• _Texte proposé_:
=-=-=-=-=

Merci Tristan !
Quelques lectures de la deuxième moitié de 2021 sur lesquelles j’avais commencé à écrire, pensant faire un récap’, mais ce brouillon traîne depuis bien trop longtemps pour ne pas me rendre à l’évidence : autant le publier tel quel, je ne le finirai jamais en janvier.
Les origines tragiques de l’érudition, une histoire la note en bas de page, Anthony Grafton
Est-ce que je l’ai acheté juste pour le génie du titre et du thème ? Peut-être. Ma micro-déception est que, passé l’intro assez savoureuse, le livre n’ait pas l’érudition gourmande et rieuse d’un Umberto Eco. En fait, après quelques petites tendres gifles de bon aloi à certaines pratiques académiques, cet essai historique redevient assez rapidement premier degré, pour raconter, en sens antéchronologique, l’apparition de la note de bas de page. En toile de fond, on n’y parle pas tant imprimerie et mise en page qu’historiographie. La question d’Anthony Grafton, assez vertigineuse au demeurant, c’est : à partir de quand les historiens commencent-ils à estimer que l’important n’est pas de se faire les passeurs d’événements romanesques mais de documenter au plus près des sources - jusqu’à développer tout un appareil critique de paratexte pour sourcer, prouver, bétonner, et notamment la note érudite ? Il attaque ainsi par Leopold von Ranke, souvent présenté comme le fondateur de l’histoire moderne, académique, en expliquant du reste comment la révolution française et l’ouverture progressive des archives nationales ont permis de bouleverser la pratique des historiens, avant de remonter dans le temps. C’est donc un voyage érudit, qui au choix vous égarera par la précision de certains débats d’époque qu’un non-moderniste peut difficilement soupçonner, ou vous émerveillera par sa faculté à faire revivre le contexte intellectuel et les empoignades cérébrales des 17e et 18e siècle. Il faut quand même avoir une certaine fascination pour l’histoire et son écriture pour y éprouver un plaisir total, mais would recommand quand même.

=-=-=-=-=

• _Données fournies_:
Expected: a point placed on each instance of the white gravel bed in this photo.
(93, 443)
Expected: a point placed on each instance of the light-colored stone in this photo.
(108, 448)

=-=-=-=-=

• _Travail à faire_:
- A) Réécrivez plus brièvement le paragraphe du billet de lectures qui commence par « Est-ce que je l’ai acheté », en conservant ses faits essentiels.
- B) Rédigez la suite du billet de lectures après sa dernière phrase.
Ces données n'ont aucun rapport avec le billet de lectures.

• _Corrigés_:
- A) Le titre et le thème du livre séduisent, mais passé une introduction savoureuse, l'ouvrage n'a pas l'érudition gourmande et rieuse d'un Umberto Eco. Après quelques piques aux pratiques académiques, cet essai historique retrace au premier degré, en sens antéchronologique, l'apparition de la note de bas de page. Il y est moins question d'imprimerie et de mise en page que d'historiographie. Anthony Grafton cherche à quel moment les historiens ont jugé plus important de documenter au plus près des sources que de transmettre des événements romanesques, jusqu'à inventer la note érudite. Il part de Leopold von Ranke, souvent présenté comme le fondateur de l'histoire moderne, et montre comment la Révolution française et l'ouverture progressive des archives nationales ont bouleversé le métier d'historien. Il remonte ensuite le temps. Ce voyage peut égarer par la précision des débats d'époque ou émerveiller en faisant revivre le contexte intellectuel des 17e et 18e siècles. Il faut une certaine fascination pour l'histoire et son écriture pour l'apprécier pleinement, mais le livre reste recommandé.

- B)
Le faucheur, Terry Pratchett
J’ai un peu honte, je n’avais jamais lu de Terry Pratchett avant. On m’avait dit qu’il s’agissait d’un des meilleurs, et je dois reconnaître que je me suis bien gondolé. Alors, certes, c’est inégal, il y a deux récits en un, et celui des mages qui ne savent plus trop quoi foutre de leur doyen qui a échoué à mourir et ne sait plus trop quoi faire de sa vie en rab tire un peu trop souvent à la ligne à mon goût. Mais toute la partie sur la Mort qui apprend qu’elle aussi va elle aussi clamser et oh la la mais que va-t-elle faire de ses derniers instants et si elle apprenait à vivre elle qui n’est pas franchement une riante personne est d’un irrésistible comique de situation - bien appuyé à la fois par ses répliques délicieusement glaçantes et leur mise en scène typographique. Et puis, c’est un bouquin s’amuse à faire des nœuds d’humour absurde avec la métaphysique, et j’adore ça. Toute la manière de penser le surplus du monde privé de mort qui s’exprime à travers des caddies fous qui s’en vont se réunir en centre commerciaux, c’est terriblement années 1980 mais la parodie est quand même bien savoureuse (et plus originale que les énièmes reprises de la critique de la société de consommation sous forme de zombies lâchés dans des malls).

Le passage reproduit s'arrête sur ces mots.